Instructions for the task:
Format the lines below as a JSON list of strings, one string per line, leaving out blank lines and all pictures.

Available data:
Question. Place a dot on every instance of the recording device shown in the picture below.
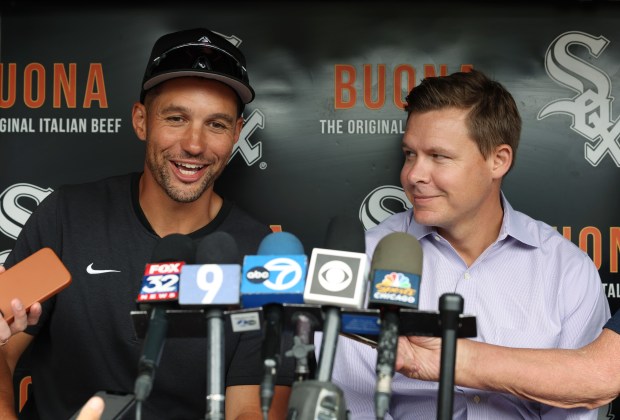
(34, 279)
(159, 290)
(271, 278)
(337, 279)
(213, 283)
(337, 276)
(450, 308)
(396, 271)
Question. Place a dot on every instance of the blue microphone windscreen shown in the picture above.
(279, 243)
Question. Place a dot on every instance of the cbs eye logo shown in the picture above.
(335, 276)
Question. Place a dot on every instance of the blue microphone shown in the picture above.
(275, 276)
(213, 283)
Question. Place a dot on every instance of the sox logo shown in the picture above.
(590, 108)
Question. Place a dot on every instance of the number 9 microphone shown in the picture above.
(213, 283)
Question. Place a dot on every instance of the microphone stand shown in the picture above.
(215, 364)
(320, 398)
(303, 344)
(450, 307)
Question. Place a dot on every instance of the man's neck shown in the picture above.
(167, 216)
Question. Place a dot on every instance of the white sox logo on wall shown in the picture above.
(590, 108)
(374, 208)
(13, 216)
(251, 153)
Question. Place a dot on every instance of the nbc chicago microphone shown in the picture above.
(275, 276)
(213, 283)
(159, 289)
(396, 271)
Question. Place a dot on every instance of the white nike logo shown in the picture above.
(91, 270)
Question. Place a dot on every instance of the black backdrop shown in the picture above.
(323, 134)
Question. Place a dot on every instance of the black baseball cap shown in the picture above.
(197, 52)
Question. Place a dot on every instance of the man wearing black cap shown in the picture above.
(189, 115)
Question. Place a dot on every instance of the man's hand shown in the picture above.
(92, 410)
(22, 318)
(419, 357)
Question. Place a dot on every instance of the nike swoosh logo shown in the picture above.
(91, 270)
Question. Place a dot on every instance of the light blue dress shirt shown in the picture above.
(530, 288)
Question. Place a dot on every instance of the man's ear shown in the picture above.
(138, 120)
(502, 160)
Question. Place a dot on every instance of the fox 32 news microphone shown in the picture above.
(160, 291)
(337, 277)
(213, 284)
(273, 277)
(396, 271)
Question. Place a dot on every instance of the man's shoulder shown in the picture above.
(247, 230)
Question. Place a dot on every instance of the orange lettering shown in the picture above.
(31, 70)
(95, 77)
(11, 84)
(380, 101)
(65, 85)
(400, 71)
(341, 87)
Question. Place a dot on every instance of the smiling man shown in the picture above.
(527, 285)
(189, 115)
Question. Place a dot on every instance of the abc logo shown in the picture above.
(257, 275)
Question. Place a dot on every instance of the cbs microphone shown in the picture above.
(337, 276)
(273, 277)
(213, 283)
(159, 290)
(396, 271)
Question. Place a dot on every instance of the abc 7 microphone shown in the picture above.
(337, 276)
(272, 278)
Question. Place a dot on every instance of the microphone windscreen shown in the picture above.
(398, 251)
(279, 243)
(345, 233)
(174, 247)
(218, 248)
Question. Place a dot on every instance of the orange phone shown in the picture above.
(34, 279)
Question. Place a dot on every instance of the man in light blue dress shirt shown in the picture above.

Final result:
[
  "Question. Place a dot on every instance of the recording device shown in the picture below.",
  "(34, 279)",
  "(159, 290)",
  "(271, 278)",
  "(337, 279)",
  "(213, 283)",
  "(337, 276)",
  "(450, 308)",
  "(396, 271)",
  "Question. Place a dot on every instance of the blue microphone windscreen shown in the picture above.",
  "(279, 243)",
  "Question. Place a dot on every instance of the cbs eye logo shown in the picture above.",
  "(335, 276)",
  "Question. Place a dot on every instance of the blue microphone shown in the picture above.",
  "(275, 276)",
  "(213, 283)",
  "Question. Place a dot on every instance of the sox logo shown in the picture above.",
  "(590, 108)",
  "Question. Place a dot on every instance of the number 9 microphone shown in the picture above.",
  "(213, 283)",
  "Question. Place a dot on every instance of the microphone stand shown in the picture above.",
  "(215, 364)",
  "(320, 398)",
  "(303, 344)",
  "(450, 307)",
  "Question. Place a dot on every instance of the man's neck shown in the picture above.",
  "(167, 216)",
  "Question. Place a dot on every instance of the white sox logo on wall shown in the picture above.",
  "(590, 108)",
  "(374, 208)",
  "(13, 216)",
  "(251, 153)",
  "Question. Place a dot on every instance of the nbc chicago microphone shown in the picture above.",
  "(275, 276)",
  "(213, 283)",
  "(159, 289)",
  "(396, 271)",
  "Question. Place a dot on every instance of the white nike logo shown in the picture above.",
  "(91, 270)",
  "Question. Place a dot on every instance of the black backdrop shown in the picture above.",
  "(323, 134)",
  "Question. Place a dot on every instance of the black baseball cap shown in the picture above.",
  "(197, 52)",
  "Question. Place a dot on every instance of the man wearing black cap shown in the picture above.",
  "(189, 115)",
  "Question. Place a dot on every instance of the man's hand shown in the picture above.",
  "(92, 410)",
  "(22, 318)",
  "(419, 357)",
  "Question. Place a dot on every instance of the nike swoosh logo shown in the picture above.",
  "(91, 270)",
  "Question. Place a dot on every instance of the light blue dress shirt shown in the picture above.",
  "(530, 288)",
  "Question. Place a dot on every instance of the man's ear shown in the picture above.",
  "(138, 120)",
  "(502, 160)",
  "Question. Place a dot on every instance of the fox 32 news microphone shown in the picture above.",
  "(160, 291)",
  "(337, 277)",
  "(213, 284)",
  "(273, 277)",
  "(396, 271)",
  "Question. Place a dot on every instance of the man's shoulder shown in the picture above.",
  "(247, 230)",
  "Question. Place a dot on every instance of the orange lettering shown in the picture above.",
  "(31, 70)",
  "(95, 77)",
  "(11, 84)",
  "(380, 101)",
  "(65, 85)",
  "(400, 71)",
  "(341, 87)",
  "Question. Place a dot on every instance of the smiling man shown in the picture above.",
  "(527, 285)",
  "(189, 115)",
  "Question. Place a dot on every instance of the abc logo shown in the picture above.",
  "(257, 275)",
  "Question. Place a dot on every instance of the cbs microphone shown in the picture above.",
  "(337, 276)",
  "(273, 277)",
  "(213, 283)",
  "(159, 290)",
  "(396, 271)",
  "Question. Place a dot on every instance of the abc 7 microphone shown in the picture above.",
  "(337, 276)",
  "(272, 278)",
  "Question. Place a dot on every instance of the microphone windscreen shown in the picture above.",
  "(398, 251)",
  "(279, 243)",
  "(345, 233)",
  "(174, 247)",
  "(218, 248)",
  "Question. Place a dot on every instance of the orange phone shown in the picture above.",
  "(34, 279)",
  "Question. Place a dot on every instance of the man in light blue dress shirt shown in the picture above."
]